What you will do: The task calls for the count of lines containing "instance" in these records, given as a number with no other words.

Supplied material:

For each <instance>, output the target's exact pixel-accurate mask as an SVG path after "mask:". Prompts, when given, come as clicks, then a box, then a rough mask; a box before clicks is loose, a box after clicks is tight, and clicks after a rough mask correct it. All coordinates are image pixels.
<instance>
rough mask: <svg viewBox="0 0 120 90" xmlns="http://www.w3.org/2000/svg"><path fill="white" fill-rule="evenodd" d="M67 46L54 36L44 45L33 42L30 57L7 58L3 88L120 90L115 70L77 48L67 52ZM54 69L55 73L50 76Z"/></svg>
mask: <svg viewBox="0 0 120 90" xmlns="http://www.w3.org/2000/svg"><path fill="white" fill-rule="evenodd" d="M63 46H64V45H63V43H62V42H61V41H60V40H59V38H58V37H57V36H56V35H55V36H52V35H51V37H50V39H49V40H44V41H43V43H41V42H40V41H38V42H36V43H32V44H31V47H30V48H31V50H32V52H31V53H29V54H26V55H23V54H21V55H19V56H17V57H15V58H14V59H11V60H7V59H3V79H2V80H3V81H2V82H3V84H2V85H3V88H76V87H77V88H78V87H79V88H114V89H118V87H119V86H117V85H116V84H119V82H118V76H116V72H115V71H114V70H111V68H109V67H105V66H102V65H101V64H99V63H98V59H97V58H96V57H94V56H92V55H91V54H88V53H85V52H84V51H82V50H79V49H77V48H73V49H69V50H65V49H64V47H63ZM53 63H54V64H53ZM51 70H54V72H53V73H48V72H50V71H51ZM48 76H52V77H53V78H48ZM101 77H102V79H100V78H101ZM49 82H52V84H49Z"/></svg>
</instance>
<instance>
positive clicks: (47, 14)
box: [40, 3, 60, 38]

Solution to this problem: 4